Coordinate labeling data
------------------------------------------------------------------------

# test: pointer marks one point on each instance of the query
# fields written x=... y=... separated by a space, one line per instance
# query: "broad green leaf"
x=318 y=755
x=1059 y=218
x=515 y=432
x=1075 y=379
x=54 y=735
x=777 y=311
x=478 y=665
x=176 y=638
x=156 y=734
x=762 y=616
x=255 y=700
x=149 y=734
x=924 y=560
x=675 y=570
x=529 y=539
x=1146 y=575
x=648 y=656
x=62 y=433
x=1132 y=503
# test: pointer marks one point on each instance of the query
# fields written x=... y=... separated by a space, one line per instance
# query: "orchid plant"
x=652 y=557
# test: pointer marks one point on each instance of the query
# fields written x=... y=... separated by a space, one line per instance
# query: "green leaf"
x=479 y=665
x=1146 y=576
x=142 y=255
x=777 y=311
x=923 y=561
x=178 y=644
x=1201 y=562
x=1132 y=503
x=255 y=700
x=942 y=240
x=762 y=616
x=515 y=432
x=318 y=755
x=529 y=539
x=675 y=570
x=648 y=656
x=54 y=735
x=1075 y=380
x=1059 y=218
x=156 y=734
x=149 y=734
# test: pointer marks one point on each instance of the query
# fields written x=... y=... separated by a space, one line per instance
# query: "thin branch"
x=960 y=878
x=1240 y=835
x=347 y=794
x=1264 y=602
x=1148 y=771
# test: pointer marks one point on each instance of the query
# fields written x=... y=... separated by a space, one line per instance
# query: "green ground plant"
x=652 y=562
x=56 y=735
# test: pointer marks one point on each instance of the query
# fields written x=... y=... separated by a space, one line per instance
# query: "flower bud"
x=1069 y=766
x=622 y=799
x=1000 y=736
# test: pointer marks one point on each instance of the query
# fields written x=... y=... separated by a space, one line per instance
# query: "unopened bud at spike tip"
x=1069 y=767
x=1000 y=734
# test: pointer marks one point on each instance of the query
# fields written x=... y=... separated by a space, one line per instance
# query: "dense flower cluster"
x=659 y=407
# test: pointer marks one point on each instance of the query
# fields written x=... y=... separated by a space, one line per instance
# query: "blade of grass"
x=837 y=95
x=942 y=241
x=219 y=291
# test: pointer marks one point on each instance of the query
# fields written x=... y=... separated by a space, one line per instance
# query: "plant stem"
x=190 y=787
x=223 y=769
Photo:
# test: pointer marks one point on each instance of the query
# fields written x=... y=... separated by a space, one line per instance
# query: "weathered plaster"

------------------------------------------------------------------------

What to work on: Reproduce the data shown above exactly.

Task answer:
# test: pointer marks one point on each instance of the query
# fields written x=... y=... separated by a space, one line per instance
# query: "broad green leaf"
x=318 y=755
x=1059 y=218
x=515 y=432
x=1075 y=379
x=54 y=735
x=777 y=311
x=478 y=665
x=176 y=638
x=156 y=734
x=762 y=616
x=255 y=700
x=149 y=734
x=924 y=560
x=675 y=570
x=529 y=539
x=1146 y=575
x=648 y=656
x=62 y=433
x=1132 y=503
# test: pointer marks one point on each instance of the query
# fields written x=... y=... separated by a space, one line per instance
# query: "orchid plant"
x=652 y=557
# test: pointer marks one point on each instance of the query
# fields written x=... y=... separated by a space, one line per instance
# query: "green leaf"
x=479 y=665
x=1146 y=576
x=142 y=255
x=777 y=311
x=923 y=561
x=178 y=644
x=1201 y=562
x=1132 y=503
x=255 y=700
x=942 y=240
x=762 y=616
x=515 y=432
x=318 y=755
x=529 y=539
x=675 y=570
x=648 y=656
x=54 y=735
x=1075 y=380
x=1059 y=218
x=156 y=734
x=149 y=734
# test: pointer marks one point on each instance of the query
# fields written x=... y=... separated by a space, one line per instance
# query: "thin branch"
x=960 y=878
x=1240 y=835
x=347 y=794
x=1264 y=602
x=1148 y=771
# test: pointer marks one point on each instance of the query
# fields written x=... y=... separated by a space, one line per instance
# query: "green ground plant"
x=652 y=562
x=56 y=735
# test: pointer marks one point on each instance of the query
# fields written x=... y=... separated by a space, one line per instance
# query: "flower bud"
x=1069 y=766
x=622 y=799
x=1000 y=736
# test: pointer marks one point on each instance of the query
# fields written x=... y=... separated by a space, one line per instance
# query: "unopened bud at spike tip"
x=1069 y=767
x=1000 y=734
# test: pointer marks one point on each instance of the query
# fields written x=... y=... separated by a space, one line per instance
# query: "dense flower cluster"
x=659 y=407
# test: pointer marks one point on each instance of the query
# fields written x=... y=... separated by a space, one line per instance
# query: "blade of grass"
x=837 y=95
x=942 y=241
x=219 y=291
# test: pointer marks one point on each instance of the query
# fields written x=... y=... separated by a space, one line per instance
# query: "plant stem"
x=190 y=787
x=223 y=769
Photo:
# test: pointer marks one point on each instance of the query
# fields written x=... y=... separated by a space, one line per instance
# query: "weathered plaster"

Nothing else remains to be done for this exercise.